(Recorded data)

========

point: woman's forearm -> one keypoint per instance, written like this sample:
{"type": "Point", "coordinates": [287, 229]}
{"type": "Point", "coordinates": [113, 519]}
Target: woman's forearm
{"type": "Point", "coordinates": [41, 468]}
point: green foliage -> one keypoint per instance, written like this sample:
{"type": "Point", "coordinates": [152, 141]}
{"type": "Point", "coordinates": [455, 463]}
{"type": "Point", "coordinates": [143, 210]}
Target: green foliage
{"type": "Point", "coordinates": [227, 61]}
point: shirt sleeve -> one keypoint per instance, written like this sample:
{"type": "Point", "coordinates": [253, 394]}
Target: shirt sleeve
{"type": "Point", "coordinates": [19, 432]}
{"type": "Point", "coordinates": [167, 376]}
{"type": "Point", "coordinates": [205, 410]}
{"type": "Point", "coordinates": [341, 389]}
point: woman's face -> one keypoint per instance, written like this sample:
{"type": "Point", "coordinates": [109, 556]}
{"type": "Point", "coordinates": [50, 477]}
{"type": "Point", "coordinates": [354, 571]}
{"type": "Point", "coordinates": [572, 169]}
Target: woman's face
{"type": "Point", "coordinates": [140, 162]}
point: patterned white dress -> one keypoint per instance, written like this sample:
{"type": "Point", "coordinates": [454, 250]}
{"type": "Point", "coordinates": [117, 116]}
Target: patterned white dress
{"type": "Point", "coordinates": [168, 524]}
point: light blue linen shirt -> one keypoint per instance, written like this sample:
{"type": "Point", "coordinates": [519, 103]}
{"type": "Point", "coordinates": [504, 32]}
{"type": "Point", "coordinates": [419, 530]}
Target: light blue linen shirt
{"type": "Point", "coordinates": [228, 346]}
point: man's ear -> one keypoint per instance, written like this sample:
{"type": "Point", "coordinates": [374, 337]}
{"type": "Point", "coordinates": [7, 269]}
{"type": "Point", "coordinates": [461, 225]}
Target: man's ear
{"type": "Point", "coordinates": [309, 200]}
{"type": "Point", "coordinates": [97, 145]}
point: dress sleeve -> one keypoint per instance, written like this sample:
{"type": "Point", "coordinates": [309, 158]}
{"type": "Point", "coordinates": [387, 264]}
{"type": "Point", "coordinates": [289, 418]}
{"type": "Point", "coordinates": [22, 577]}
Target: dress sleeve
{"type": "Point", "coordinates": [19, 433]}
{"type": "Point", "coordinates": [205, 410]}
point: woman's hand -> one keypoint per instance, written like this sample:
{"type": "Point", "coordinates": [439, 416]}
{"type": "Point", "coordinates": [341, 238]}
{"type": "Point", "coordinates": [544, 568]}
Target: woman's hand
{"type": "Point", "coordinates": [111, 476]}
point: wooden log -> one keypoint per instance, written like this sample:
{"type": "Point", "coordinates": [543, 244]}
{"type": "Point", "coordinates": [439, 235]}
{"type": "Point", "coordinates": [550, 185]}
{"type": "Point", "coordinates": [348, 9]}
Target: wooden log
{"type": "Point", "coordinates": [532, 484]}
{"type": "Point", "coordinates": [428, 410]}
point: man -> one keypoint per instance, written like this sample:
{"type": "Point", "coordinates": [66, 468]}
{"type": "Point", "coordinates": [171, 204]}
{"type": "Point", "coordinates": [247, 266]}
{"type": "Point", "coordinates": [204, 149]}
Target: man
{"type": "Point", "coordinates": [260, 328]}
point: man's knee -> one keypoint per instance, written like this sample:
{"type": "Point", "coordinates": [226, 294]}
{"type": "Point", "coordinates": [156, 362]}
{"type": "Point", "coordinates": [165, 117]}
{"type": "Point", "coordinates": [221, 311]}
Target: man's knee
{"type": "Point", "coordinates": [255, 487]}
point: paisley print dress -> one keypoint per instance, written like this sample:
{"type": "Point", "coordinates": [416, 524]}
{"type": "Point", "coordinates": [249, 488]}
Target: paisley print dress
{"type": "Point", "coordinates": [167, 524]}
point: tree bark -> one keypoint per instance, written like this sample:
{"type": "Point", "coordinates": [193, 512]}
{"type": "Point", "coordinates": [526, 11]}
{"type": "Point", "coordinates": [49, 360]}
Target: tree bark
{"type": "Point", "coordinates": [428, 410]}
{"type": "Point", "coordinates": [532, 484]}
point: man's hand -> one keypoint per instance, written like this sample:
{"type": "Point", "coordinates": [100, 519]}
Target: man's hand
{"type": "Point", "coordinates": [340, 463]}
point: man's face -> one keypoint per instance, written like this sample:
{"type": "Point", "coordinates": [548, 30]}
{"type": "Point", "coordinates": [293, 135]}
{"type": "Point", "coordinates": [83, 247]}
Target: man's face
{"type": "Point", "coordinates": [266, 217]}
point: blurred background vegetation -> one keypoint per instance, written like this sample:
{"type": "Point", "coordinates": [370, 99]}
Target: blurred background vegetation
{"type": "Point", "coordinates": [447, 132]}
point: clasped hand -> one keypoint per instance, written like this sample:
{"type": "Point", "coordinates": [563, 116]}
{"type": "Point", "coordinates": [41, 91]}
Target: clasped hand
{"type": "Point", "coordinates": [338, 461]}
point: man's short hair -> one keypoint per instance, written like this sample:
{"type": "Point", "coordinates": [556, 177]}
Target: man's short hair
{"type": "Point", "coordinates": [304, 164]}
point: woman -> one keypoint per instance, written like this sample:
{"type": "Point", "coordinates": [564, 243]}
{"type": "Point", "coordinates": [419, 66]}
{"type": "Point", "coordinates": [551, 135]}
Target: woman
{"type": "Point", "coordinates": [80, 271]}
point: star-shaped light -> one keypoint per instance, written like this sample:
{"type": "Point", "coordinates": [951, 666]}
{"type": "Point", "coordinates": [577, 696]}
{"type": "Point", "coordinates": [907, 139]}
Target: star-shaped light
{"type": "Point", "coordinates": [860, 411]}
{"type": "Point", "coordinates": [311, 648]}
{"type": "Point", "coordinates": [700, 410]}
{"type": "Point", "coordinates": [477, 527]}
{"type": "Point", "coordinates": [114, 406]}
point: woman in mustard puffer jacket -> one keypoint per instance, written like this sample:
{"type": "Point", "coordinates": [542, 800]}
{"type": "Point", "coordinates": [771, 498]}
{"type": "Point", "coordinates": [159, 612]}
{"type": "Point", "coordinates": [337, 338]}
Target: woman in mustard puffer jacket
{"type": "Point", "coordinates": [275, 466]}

========

AIM OF THE TASK:
Exactly reproduce all of the entries.

ANSWER IN FULL:
point: woman's forearm -> one keypoint per instance, written like this sample:
{"type": "Point", "coordinates": [287, 229]}
{"type": "Point", "coordinates": [113, 519]}
Target: woman's forearm
{"type": "Point", "coordinates": [41, 468]}
point: green foliage -> one keypoint per instance, written like this sample:
{"type": "Point", "coordinates": [152, 141]}
{"type": "Point", "coordinates": [455, 463]}
{"type": "Point", "coordinates": [143, 210]}
Target: green foliage
{"type": "Point", "coordinates": [227, 61]}
point: shirt sleeve -> one keypoint per instance, written like this sample:
{"type": "Point", "coordinates": [253, 394]}
Target: shirt sleeve
{"type": "Point", "coordinates": [19, 432]}
{"type": "Point", "coordinates": [167, 376]}
{"type": "Point", "coordinates": [205, 410]}
{"type": "Point", "coordinates": [341, 389]}
point: woman's face -> one keypoint per instance, written like this sample:
{"type": "Point", "coordinates": [109, 556]}
{"type": "Point", "coordinates": [50, 477]}
{"type": "Point", "coordinates": [354, 571]}
{"type": "Point", "coordinates": [572, 169]}
Target: woman's face
{"type": "Point", "coordinates": [140, 162]}
point: patterned white dress -> one keypoint per instance, written like this sample:
{"type": "Point", "coordinates": [454, 250]}
{"type": "Point", "coordinates": [117, 116]}
Target: patterned white dress
{"type": "Point", "coordinates": [168, 524]}
point: light blue linen shirt -> one keypoint per instance, written like this sample:
{"type": "Point", "coordinates": [519, 103]}
{"type": "Point", "coordinates": [504, 32]}
{"type": "Point", "coordinates": [419, 530]}
Target: light blue linen shirt
{"type": "Point", "coordinates": [228, 346]}
point: man's ear -> one keypoint per instance, written like this sample:
{"type": "Point", "coordinates": [374, 337]}
{"type": "Point", "coordinates": [7, 269]}
{"type": "Point", "coordinates": [461, 225]}
Target: man's ear
{"type": "Point", "coordinates": [309, 200]}
{"type": "Point", "coordinates": [97, 145]}
point: dress sleeve -> one keypoint per instance, written like this sample:
{"type": "Point", "coordinates": [309, 158]}
{"type": "Point", "coordinates": [387, 264]}
{"type": "Point", "coordinates": [289, 418]}
{"type": "Point", "coordinates": [22, 577]}
Target: dress sleeve
{"type": "Point", "coordinates": [19, 433]}
{"type": "Point", "coordinates": [205, 410]}
point: woman's hand -> one keypoint per instance, written like this sample:
{"type": "Point", "coordinates": [439, 416]}
{"type": "Point", "coordinates": [341, 238]}
{"type": "Point", "coordinates": [544, 568]}
Target: woman's hand
{"type": "Point", "coordinates": [111, 476]}
point: wooden log -> one keypoint per instance, written like this sample:
{"type": "Point", "coordinates": [543, 244]}
{"type": "Point", "coordinates": [439, 235]}
{"type": "Point", "coordinates": [550, 185]}
{"type": "Point", "coordinates": [348, 9]}
Target: wooden log
{"type": "Point", "coordinates": [532, 484]}
{"type": "Point", "coordinates": [428, 410]}
point: man -> one keypoint per instance, written like this sample:
{"type": "Point", "coordinates": [66, 468]}
{"type": "Point", "coordinates": [171, 204]}
{"type": "Point", "coordinates": [247, 266]}
{"type": "Point", "coordinates": [204, 149]}
Target: man
{"type": "Point", "coordinates": [260, 328]}
point: man's knee -> one keypoint per instance, written like this sample:
{"type": "Point", "coordinates": [226, 294]}
{"type": "Point", "coordinates": [156, 362]}
{"type": "Point", "coordinates": [165, 117]}
{"type": "Point", "coordinates": [221, 311]}
Target: man's knee
{"type": "Point", "coordinates": [255, 487]}
point: paisley print dress -> one keypoint per instance, written like this sample:
{"type": "Point", "coordinates": [416, 524]}
{"type": "Point", "coordinates": [249, 488]}
Target: paisley print dress
{"type": "Point", "coordinates": [167, 524]}
point: tree bark -> one keypoint per instance, written like this sample:
{"type": "Point", "coordinates": [193, 512]}
{"type": "Point", "coordinates": [526, 11]}
{"type": "Point", "coordinates": [49, 360]}
Target: tree bark
{"type": "Point", "coordinates": [428, 410]}
{"type": "Point", "coordinates": [532, 484]}
point: man's hand -> one keypoint per instance, written like this sample:
{"type": "Point", "coordinates": [100, 519]}
Target: man's hand
{"type": "Point", "coordinates": [340, 463]}
point: man's face -> one keypoint per instance, written like this sample:
{"type": "Point", "coordinates": [548, 30]}
{"type": "Point", "coordinates": [293, 135]}
{"type": "Point", "coordinates": [83, 247]}
Target: man's face
{"type": "Point", "coordinates": [266, 217]}
point: blurred background vegetation -> one keypoint per instance, written like this sample:
{"type": "Point", "coordinates": [370, 99]}
Target: blurred background vegetation
{"type": "Point", "coordinates": [447, 132]}
point: clasped hand -> one keypoint per instance, written like this sample:
{"type": "Point", "coordinates": [563, 116]}
{"type": "Point", "coordinates": [41, 91]}
Target: clasped hand
{"type": "Point", "coordinates": [338, 461]}
point: man's short hair -> one keypoint per instance, written like this sample:
{"type": "Point", "coordinates": [556, 177]}
Target: man's short hair
{"type": "Point", "coordinates": [304, 164]}
point: woman -> one keypoint per instance, written like this sample:
{"type": "Point", "coordinates": [564, 243]}
{"type": "Point", "coordinates": [419, 66]}
{"type": "Point", "coordinates": [551, 135]}
Target: woman
{"type": "Point", "coordinates": [80, 271]}
point: star-shaped light -> one keypoint per instance, written like this sample:
{"type": "Point", "coordinates": [951, 666]}
{"type": "Point", "coordinates": [577, 696]}
{"type": "Point", "coordinates": [907, 139]}
Target: star-shaped light
{"type": "Point", "coordinates": [860, 411]}
{"type": "Point", "coordinates": [311, 648]}
{"type": "Point", "coordinates": [700, 410]}
{"type": "Point", "coordinates": [477, 527]}
{"type": "Point", "coordinates": [114, 406]}
point: woman in mustard puffer jacket -> one keypoint per instance, written like this sample:
{"type": "Point", "coordinates": [542, 800]}
{"type": "Point", "coordinates": [771, 498]}
{"type": "Point", "coordinates": [159, 612]}
{"type": "Point", "coordinates": [337, 338]}
Target: woman in mustard puffer jacket
{"type": "Point", "coordinates": [275, 466]}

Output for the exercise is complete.